*Travail à faire*.
1. Dans l'extrait sur « The Leftovers », modifiez le passage qui s'ouvre sur les mots contenant "Notes faisant suite" et se ferme sur "pour l’an 2000)" : remplacez "conférence" par "table ronde".
2. D'après l'extrait sur « The Leftovers », quelle part de la population mondiale a été « enlevée » dans la série ?

Notes faisant suite au premier visionnage de la série « The
Leftovers », et de cette conférence au forum des images. http://series-mania.fr/video/leftovers-une-serie-philosophique/
« Il n’y aura
plus que ça. La demande sera telle que… il n’y aura plus que des réponses. Tous les
textes seront des réponses, en somme. »
(Marguerite Duras, Lettre pour l’an 2000)
Je crois que « The Leftovers » parle surtout de notre
responsabilité dans la disparition de nos proches, et de notre incapacité à
assumer cette responsabilité. Dans la série de Lindelof et Perrotta, les 2% de la population mondiale qui ont été « enlevés » ont disparus parce que quelqu’un, à ce moment précis, a souhaité leur
disparition, fait le vœu de leur disparition, prié pour leur disparition. C’est
la mère exaspérée par les pleurs de son enfant (dans le pilote), celle
qui ne supporte plus le stress de la vie familiale (Nora Durst), celui qui ne
veut pas avoir un nouvel enfant (Kevin Garvey). Personne ne veut accepter et
reconnaître que cette disparition était un vœu exaucé, sauf les « guilty
remnants », qui portent en étendard cet adjectif, « guilty » (« coupables »),
car ils savent qu’ils sont bien responsables de ces disparitions, parce qu’ils les
ont désirées. Leurs actions visent à produire chez chacun la remémoration (l’anamnèse,
la perte de l’oubli), de ce moment, ce moment de la pensée mauvaise, de la
pensée maligne, tueuse, en vue du repentir, de la rédemption. « The
Leftovers » nous fait progressivement deviner et comprendre quelles ont été les mauvaises pensées des individus. Une pensé n’est pas mauvaise, seule
la verbalisation de cette pensée peut éventuellement l’être, car elle l’a fait
passer de la puissance à l’acte. Dire serait faire. Et pourtant, ici, une
pensée, autant qu’une parole, lorsqu’elle est la même pour des millions de
personnes au même moment, cette pensée peut tuer (ou faire disparaître). « The Leftovers » nous fait rentrer
dans la tête des gens, nous permet d’entendre ce qui n’a pas été dit : leurs
souhaits les plus noirs (voir disparaître ceux qu'ils aiment), qui sans pourtant
avoir été énoncés, se sont réalisés.

*Lignes fournies*.

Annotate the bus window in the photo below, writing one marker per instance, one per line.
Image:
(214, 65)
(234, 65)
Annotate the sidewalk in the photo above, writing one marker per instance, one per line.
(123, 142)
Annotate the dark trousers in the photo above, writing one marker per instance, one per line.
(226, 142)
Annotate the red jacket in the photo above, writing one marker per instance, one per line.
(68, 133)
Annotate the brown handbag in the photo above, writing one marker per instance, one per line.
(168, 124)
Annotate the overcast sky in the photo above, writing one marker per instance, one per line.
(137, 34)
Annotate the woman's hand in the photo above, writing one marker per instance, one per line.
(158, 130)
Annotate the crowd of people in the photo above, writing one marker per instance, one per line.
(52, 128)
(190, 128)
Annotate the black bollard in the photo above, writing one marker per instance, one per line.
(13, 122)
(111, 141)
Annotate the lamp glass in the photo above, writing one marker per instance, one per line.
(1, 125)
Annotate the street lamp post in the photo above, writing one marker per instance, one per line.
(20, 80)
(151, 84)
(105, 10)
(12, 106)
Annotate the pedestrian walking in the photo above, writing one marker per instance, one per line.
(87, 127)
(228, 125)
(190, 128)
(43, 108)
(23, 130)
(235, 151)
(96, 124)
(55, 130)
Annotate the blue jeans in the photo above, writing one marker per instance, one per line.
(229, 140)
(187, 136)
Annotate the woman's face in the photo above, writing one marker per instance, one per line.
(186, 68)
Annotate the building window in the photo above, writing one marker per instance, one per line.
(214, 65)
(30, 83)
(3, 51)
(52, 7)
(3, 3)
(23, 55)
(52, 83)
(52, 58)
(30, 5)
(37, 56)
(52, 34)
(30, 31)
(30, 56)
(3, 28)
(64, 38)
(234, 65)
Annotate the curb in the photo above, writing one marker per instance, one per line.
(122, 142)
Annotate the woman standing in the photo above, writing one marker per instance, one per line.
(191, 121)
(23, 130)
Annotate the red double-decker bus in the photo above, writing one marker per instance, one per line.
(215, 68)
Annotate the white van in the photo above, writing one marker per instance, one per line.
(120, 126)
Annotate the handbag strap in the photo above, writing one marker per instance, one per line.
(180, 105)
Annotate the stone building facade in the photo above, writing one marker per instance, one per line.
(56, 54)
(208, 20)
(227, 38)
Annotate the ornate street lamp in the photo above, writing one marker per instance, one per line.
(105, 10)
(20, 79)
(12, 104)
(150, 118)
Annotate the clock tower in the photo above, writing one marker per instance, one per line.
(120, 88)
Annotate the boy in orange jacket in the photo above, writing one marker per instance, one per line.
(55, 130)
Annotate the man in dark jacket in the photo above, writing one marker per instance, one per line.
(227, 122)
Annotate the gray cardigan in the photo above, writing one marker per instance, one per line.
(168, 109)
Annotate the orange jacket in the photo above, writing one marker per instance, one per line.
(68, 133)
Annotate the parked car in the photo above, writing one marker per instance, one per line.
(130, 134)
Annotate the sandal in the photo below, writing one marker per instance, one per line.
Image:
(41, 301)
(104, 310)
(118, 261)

*Réponses par tâche*.
1.
Notes faisant suite au premier visionnage de la série « The
Leftovers », et de cette table ronde au forum des images. http://series-mania.fr/video/leftovers-une-serie-philosophique/
« Il n’y aura
plus que ça. La demande sera telle que… il n’y aura plus que des réponses. Tous les
textes seront des réponses, en somme. »
(Marguerite Duras, Lettre pour l’an 2000)

2. 2 % de la population mondiale.